══ EXERCISE DATA ══
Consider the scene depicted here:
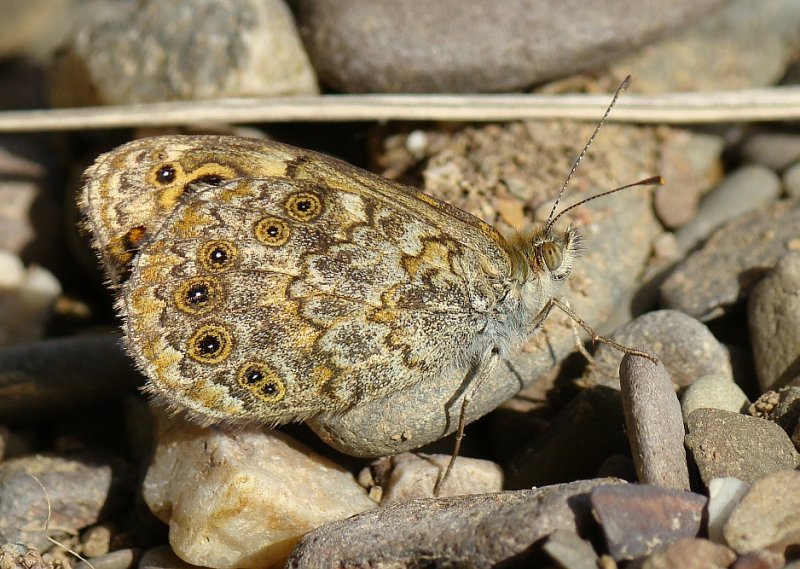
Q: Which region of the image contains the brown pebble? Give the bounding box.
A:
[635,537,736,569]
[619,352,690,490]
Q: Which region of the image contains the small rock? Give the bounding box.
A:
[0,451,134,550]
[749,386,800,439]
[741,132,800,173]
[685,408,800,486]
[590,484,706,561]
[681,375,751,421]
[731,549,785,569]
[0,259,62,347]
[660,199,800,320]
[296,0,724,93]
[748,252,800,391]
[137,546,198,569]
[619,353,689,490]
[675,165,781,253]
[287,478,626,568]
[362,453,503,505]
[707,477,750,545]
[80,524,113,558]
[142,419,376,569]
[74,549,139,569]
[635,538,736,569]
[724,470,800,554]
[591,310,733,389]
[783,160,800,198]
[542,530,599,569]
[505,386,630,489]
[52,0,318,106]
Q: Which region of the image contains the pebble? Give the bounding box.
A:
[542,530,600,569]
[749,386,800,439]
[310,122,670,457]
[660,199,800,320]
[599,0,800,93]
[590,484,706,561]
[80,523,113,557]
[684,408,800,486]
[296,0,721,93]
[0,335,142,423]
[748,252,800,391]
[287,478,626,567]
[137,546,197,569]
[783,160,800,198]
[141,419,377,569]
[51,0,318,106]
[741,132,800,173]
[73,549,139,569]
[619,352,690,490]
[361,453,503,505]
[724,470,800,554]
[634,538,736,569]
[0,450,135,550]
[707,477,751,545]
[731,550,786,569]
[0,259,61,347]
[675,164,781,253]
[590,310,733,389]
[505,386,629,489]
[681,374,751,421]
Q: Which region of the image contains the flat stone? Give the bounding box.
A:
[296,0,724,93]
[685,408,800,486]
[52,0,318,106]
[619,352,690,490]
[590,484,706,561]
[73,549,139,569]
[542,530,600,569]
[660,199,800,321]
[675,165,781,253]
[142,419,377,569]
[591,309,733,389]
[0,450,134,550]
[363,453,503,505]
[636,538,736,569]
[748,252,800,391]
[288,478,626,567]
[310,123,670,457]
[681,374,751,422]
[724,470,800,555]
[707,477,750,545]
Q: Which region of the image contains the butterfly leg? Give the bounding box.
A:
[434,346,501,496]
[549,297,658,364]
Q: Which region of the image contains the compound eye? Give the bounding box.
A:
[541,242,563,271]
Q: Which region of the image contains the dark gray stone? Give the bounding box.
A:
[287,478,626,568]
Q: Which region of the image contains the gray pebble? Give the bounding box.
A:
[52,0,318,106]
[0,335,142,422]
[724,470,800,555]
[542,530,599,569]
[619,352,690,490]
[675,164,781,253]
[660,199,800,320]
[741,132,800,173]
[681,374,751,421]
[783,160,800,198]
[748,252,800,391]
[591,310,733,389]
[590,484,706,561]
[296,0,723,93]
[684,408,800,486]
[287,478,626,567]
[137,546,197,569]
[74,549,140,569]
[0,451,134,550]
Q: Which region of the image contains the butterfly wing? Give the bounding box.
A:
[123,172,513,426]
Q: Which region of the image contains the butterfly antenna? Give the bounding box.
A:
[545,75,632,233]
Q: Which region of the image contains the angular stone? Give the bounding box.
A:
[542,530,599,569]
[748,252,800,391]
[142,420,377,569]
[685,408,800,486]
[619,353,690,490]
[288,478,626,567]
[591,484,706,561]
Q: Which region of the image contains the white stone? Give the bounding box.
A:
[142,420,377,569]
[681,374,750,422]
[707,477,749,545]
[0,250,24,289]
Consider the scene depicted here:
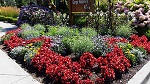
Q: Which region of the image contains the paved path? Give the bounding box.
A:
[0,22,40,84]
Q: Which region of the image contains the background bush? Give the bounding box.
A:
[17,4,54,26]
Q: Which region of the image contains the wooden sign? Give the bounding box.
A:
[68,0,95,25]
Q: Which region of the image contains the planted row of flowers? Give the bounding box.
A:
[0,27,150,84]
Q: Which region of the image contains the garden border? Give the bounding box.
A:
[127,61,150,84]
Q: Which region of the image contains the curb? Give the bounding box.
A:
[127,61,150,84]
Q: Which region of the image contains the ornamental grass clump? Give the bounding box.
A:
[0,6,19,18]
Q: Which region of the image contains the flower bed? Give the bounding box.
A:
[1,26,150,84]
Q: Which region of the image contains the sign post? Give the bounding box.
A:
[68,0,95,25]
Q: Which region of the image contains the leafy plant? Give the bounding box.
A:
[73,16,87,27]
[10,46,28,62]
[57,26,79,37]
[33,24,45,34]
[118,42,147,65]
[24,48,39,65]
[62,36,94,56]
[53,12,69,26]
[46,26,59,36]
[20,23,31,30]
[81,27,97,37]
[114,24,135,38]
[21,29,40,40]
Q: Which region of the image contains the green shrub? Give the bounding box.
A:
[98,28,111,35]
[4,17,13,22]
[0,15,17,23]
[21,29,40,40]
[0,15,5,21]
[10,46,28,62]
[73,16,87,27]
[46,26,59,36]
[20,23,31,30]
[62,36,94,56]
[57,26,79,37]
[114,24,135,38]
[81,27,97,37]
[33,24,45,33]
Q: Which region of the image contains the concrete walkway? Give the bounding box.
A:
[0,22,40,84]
═══
══ EXERCISE DATA ══
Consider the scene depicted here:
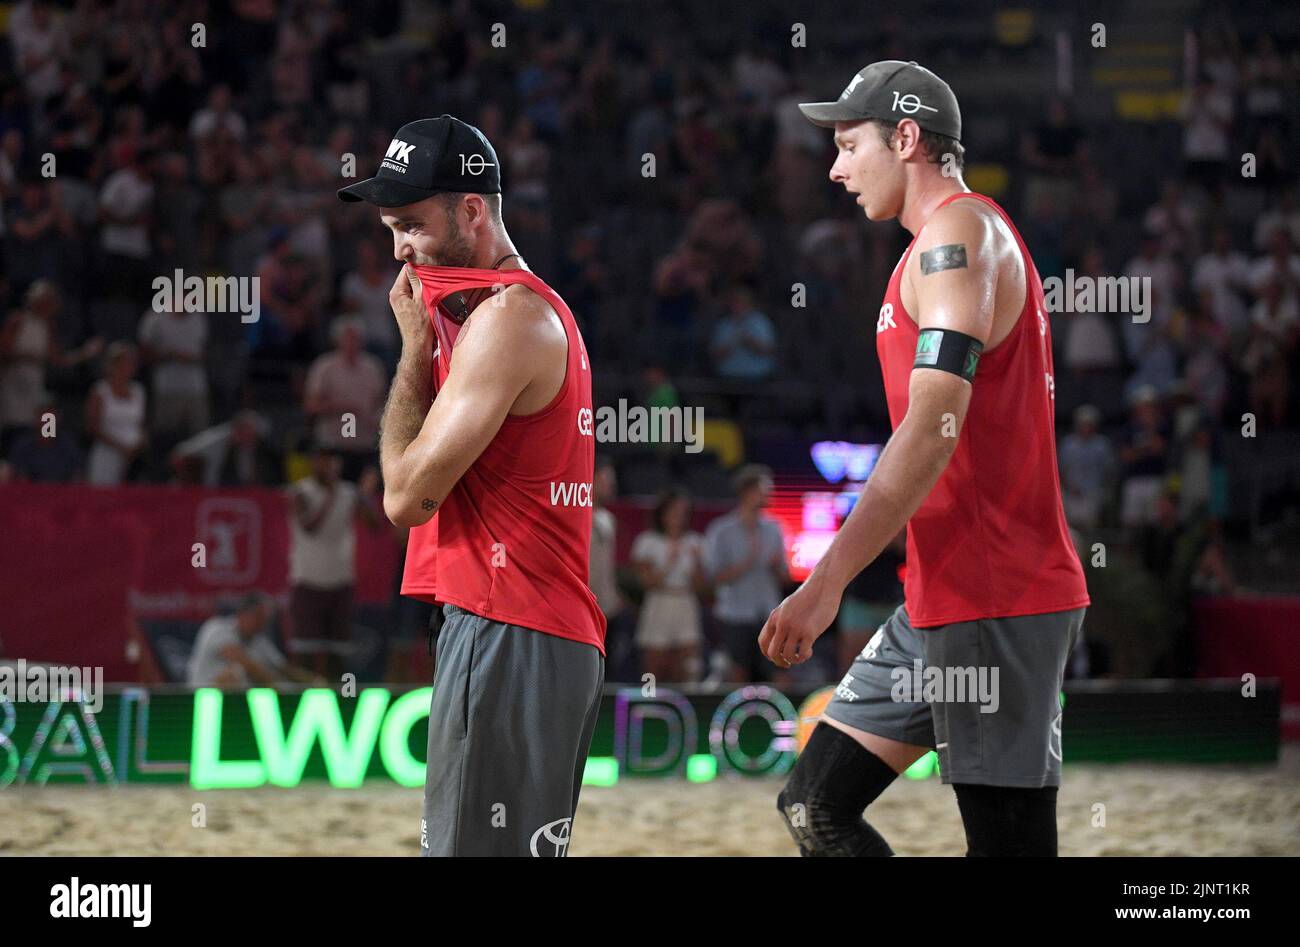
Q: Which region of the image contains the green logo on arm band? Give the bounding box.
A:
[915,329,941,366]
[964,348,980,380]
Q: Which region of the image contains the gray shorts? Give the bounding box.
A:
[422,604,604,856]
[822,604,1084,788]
═══
= REQUIRED WORK =
Among the records above, a stretch begins at the line containing "Q: Which region of the image contains the curb?" and ends at the line containing "Q: Which region of the image contains the leafy". Restate that stretch word for word, and nothing else.

= RESPONSE BOX =
Q: Which region of the image contains the curb? Give the bounding box.
A:
[127,61,150,84]
Q: Which region of the image contains the ornamental grass clump? Give the bounding box.
A:
[0,6,19,18]
Q: Which region of the image contains the flower bed? Give the bounding box.
A:
[1,26,150,84]
Q: Which region of the image contains the sign post? Give the bounding box.
A:
[68,0,95,25]
Q: Which region of the image contains the leafy plant? Give the bounding box.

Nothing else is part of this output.